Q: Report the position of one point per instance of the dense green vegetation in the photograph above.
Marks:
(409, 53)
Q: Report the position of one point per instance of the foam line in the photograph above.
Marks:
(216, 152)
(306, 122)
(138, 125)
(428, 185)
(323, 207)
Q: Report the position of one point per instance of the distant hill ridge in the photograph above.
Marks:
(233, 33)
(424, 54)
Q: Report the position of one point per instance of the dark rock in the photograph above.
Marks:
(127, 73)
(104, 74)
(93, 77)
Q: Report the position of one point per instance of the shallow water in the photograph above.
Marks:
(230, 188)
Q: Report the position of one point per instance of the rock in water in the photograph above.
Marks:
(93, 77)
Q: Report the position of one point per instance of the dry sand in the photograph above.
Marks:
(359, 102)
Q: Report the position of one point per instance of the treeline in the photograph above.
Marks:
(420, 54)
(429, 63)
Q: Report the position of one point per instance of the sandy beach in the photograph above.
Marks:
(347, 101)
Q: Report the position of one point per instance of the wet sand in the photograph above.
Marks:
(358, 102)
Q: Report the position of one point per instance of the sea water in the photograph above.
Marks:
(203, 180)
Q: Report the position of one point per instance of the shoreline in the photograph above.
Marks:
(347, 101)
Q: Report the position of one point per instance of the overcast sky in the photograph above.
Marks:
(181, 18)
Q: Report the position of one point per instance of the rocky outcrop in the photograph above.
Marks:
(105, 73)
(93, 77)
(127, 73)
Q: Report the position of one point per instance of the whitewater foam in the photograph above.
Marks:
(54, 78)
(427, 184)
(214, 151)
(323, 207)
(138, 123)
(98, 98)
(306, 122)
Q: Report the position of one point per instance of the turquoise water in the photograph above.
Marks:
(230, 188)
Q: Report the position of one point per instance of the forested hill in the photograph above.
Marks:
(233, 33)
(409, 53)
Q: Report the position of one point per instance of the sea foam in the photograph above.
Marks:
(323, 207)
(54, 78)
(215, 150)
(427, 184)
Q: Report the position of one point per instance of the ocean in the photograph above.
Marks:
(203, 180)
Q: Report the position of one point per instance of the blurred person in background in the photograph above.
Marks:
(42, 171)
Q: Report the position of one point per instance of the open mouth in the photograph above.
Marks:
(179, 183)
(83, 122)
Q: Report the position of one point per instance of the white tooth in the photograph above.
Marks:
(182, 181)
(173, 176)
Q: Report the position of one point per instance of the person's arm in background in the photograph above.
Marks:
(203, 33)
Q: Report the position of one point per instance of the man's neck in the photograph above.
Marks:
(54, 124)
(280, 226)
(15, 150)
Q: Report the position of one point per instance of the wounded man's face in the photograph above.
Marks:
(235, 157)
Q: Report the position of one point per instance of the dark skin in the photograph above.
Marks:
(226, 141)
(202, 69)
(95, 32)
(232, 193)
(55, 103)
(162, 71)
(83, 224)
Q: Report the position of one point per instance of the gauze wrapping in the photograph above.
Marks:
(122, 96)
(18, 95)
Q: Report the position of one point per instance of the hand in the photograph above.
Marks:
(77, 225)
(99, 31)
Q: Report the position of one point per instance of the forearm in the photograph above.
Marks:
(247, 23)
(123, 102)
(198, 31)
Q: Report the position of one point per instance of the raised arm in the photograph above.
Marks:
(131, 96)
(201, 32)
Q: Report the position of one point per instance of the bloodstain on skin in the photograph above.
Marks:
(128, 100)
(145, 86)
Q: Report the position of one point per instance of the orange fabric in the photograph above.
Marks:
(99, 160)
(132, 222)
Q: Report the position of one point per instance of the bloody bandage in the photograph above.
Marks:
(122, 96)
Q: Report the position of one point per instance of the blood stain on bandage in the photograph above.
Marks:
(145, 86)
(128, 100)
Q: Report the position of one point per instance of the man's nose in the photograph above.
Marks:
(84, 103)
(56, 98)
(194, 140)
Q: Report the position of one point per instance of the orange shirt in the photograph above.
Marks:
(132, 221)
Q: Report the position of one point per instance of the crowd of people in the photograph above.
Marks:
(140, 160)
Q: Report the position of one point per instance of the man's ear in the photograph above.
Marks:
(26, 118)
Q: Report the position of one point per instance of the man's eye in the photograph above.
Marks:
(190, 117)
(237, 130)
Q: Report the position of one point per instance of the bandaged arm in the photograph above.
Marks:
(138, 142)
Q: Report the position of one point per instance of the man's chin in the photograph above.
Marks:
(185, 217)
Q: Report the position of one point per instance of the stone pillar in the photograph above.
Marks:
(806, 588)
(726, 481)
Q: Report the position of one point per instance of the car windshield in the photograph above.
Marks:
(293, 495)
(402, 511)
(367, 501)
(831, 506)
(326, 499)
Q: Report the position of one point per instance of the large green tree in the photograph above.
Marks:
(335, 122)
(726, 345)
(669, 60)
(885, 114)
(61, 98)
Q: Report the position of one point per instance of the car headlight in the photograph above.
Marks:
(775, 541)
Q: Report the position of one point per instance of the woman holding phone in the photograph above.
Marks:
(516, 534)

== == ==

- _Aim of the task_
Please copy every line of the material that contains the word "foam".

- _Answer to this problem_
Q: Report the position of one point per instance of the foam line in the photograph above.
Q: Report the position of one point per instance of the whitewater foam in the photograph above.
Q: Report the position of one point per instance of the sea foam in the photograph above.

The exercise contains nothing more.